> Written problem
Copy out the records below, substituting "pulled-out wooden drawer" for each occurrence of "open wooden drawer" and leaving every other part as it is.

Items from a dataset:
§
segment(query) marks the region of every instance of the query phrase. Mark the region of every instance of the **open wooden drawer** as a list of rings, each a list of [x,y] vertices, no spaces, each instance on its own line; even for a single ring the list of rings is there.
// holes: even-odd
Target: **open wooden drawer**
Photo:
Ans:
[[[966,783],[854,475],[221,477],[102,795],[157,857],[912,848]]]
§
> Response
segment(query) marks the region of every instance of the query phrase. Mark the region of every instance of the **pulled-out wooden drawer** as a list of rings, each a list of [x,y] vertices, no spaces, each instance on its own line; even for a single ring the list of rings is there.
// holes: even-odd
Target: **pulled-out wooden drawer**
Photo:
Ans:
[[[966,783],[854,475],[221,477],[102,795],[157,857],[912,848]]]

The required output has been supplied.